In this case, I have nine different kinds of record. The definitions of some of these terms are listed in the Darwin Core Quick Reference Guide. HUMAN_OBSERVATION includes, among other things, iNaturalist records. PRESERVED_SPECIMEN includes mostly (and most) herbarium records. I usually want both of these groups.

OCCURRENCE and OBSERVATION aren’t well defined or consistently used, so require further examination to determine if we want to retain them.

MATERIAL_CITATION, MATERIAL_SAMPLE, and MACHINE_OBSERVATION are a little vague, inconsistently used, and also not used often, so I remove them.

LIVING_SPECIMEN and FOSSIL_SPECIMEN are self-explanatory, and usually not want I want for my work.

iNaturalist and Human Observations

Research-grade iNaturalist records are imported to GBIF every few weeks. We can extract these using the field datasetKey, with the value "50c9509d-22c7-4a22-a47d-8c48425ef4a7":

sum(d1$datasetKey == "50c9509d-22c7-4a22-a47d-8c48425ef4a7")
357863 # iNaturalist Records in my data

You might be tempted to filter on datasetName, since there is a dataset called “iNaturalist research-grade observations”. Unfortunately, this name isn’t used consistently, the name “iNaturalist observations” is also used for some records in the same dataset. In fact, the word iNaturalist appears in a variety of different dataset names:

table(d1$datasetName[grep("iNaturalist", d1$datasetName)])
"Flora of Russia" on iNaturalist: a trusted backlog 
                                                131 
                           iNaturalist observations 
                                                 25 
            iNaturalist research-grade observations 
                                             357838 
               iNaturalist XicotliData observations 
                                                  7 

Which leaves us with the unwieldy datasetKey == "50c9509d-22c7-4a22-a47d-8c48425ef4a7" as the most reliable way to get the offical iNaturalist dataset.

All of the iNaturalist records are labelled as HUMAN_OBSERVATION:

table(d1$basisOfRecord[d1$datasetKey ==
                       "50c9509d-22c7-4a22-a47d-8c48425ef4a7"]) 
HUMAN_OBSERVATION 
           357863 

But this is only a small fraction of the 4,224,215 HUMAN_OBSERVATION records in my query. In my data, there are over 1500 different HUMAN_OBSERVATION datasets. This includes a number of surveys, and in some cases these surveys record presences and absences, as recorded in the occurrenceStatus field:

table(d1$occurrenceStatus)
 ABSENT PRESENT 
  27896 4761276 

Whether you want to include a heterogeneous collection of surveys in your data depends on the question your asking.

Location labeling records
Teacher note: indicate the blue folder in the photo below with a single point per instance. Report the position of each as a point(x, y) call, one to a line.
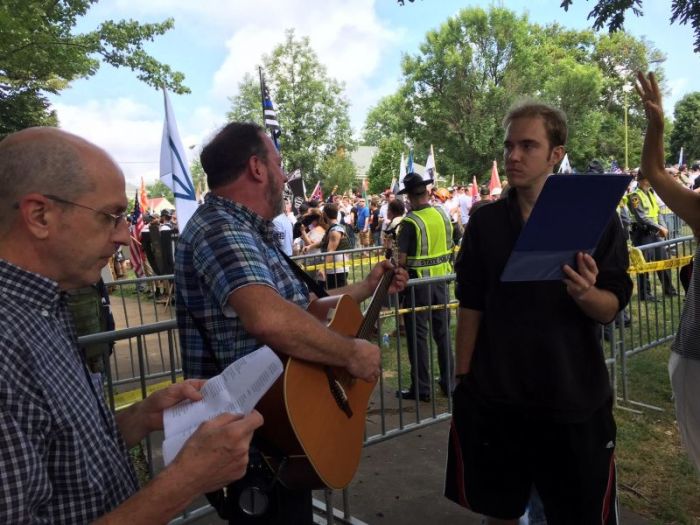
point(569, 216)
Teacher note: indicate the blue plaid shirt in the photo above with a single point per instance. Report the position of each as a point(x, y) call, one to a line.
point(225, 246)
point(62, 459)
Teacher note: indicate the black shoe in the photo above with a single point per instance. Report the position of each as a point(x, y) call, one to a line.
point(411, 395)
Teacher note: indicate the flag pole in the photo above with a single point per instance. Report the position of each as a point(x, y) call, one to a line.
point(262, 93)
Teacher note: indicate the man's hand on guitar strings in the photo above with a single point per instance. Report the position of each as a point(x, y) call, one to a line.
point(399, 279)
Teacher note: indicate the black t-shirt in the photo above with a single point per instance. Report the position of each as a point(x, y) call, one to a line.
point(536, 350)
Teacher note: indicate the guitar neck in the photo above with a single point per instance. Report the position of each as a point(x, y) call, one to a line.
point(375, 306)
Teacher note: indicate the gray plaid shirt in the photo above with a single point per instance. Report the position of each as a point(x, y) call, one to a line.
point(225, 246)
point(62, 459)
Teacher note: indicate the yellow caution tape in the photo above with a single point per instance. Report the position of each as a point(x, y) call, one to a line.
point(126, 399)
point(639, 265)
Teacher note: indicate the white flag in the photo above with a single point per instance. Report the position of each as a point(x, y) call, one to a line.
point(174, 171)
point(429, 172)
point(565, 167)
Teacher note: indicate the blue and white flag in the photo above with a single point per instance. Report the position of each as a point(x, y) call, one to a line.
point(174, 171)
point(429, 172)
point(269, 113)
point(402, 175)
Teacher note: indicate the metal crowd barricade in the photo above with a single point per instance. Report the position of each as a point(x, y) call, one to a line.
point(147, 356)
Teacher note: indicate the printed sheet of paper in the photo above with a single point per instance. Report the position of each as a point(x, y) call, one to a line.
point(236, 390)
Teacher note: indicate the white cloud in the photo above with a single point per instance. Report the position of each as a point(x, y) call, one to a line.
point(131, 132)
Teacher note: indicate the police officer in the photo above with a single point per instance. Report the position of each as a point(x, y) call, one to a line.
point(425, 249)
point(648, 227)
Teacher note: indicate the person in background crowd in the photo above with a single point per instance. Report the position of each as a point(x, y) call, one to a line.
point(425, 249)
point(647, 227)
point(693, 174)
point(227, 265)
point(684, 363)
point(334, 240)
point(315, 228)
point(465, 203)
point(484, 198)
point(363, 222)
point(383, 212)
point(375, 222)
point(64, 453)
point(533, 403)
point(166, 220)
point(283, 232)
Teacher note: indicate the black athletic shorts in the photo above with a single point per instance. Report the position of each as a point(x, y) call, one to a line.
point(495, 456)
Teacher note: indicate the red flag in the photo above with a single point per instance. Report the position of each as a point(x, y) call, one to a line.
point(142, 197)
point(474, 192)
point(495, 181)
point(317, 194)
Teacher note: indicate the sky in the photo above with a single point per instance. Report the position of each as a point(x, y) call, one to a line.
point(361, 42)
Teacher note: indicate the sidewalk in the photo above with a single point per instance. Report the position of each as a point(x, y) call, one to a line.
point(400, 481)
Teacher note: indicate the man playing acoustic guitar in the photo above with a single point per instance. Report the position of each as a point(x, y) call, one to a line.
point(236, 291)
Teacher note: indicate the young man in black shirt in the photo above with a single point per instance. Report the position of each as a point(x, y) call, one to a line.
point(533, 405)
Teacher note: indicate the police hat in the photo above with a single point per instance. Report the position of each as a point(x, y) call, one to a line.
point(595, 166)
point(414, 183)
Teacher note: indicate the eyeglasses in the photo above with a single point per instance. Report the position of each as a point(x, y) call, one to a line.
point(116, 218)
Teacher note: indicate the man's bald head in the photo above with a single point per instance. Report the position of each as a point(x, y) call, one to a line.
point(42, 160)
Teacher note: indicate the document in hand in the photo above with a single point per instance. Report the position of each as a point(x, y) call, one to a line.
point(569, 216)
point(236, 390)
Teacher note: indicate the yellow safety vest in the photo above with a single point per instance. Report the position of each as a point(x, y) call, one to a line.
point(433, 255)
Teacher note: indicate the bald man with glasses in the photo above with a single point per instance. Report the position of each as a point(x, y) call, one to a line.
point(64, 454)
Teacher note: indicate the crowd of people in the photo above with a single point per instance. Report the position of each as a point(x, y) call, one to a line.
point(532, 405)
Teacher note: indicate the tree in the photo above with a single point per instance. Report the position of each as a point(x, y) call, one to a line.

SET TASK 1
List every dataset name containing the word iNaturalist that appears in the table output of the excerpt on filtering GBIF records.
SET TASK 2
Reproduce the excerpt on filtering GBIF records starting with "All of the iNaturalist" and going on through "question your asking.", substituting "inventories" for each occurrence of "surveys".

RESPONSE 1
- "Flora of Russia" on iNaturalist: a trusted backlog
- iNaturalist observations
- iNaturalist research-grade observations
- iNaturalist XicotliData observations

RESPONSE 2
All of the iNaturalist records are labelled as HUMAN_OBSERVATION:

table(d1$basisOfRecord[d1$datasetKey ==
                       "50c9509d-22c7-4a22-a47d-8c48425ef4a7"]) 
HUMAN_OBSERVATION 
           357863 

But this is only a small fraction of the 4,224,215 HUMAN_OBSERVATION records in my query. In my data, there are over 1500 different HUMAN_OBSERVATION datasets. This includes a number of inventories, and in some cases these inventories record presences and absences, as recorded in the occurrenceStatus field:

table(d1$occurrenceStatus)
 ABSENT PRESENT 
  27896 4761276 

Whether you want to include a heterogeneous collection of inventories in your data depends on the question your asking.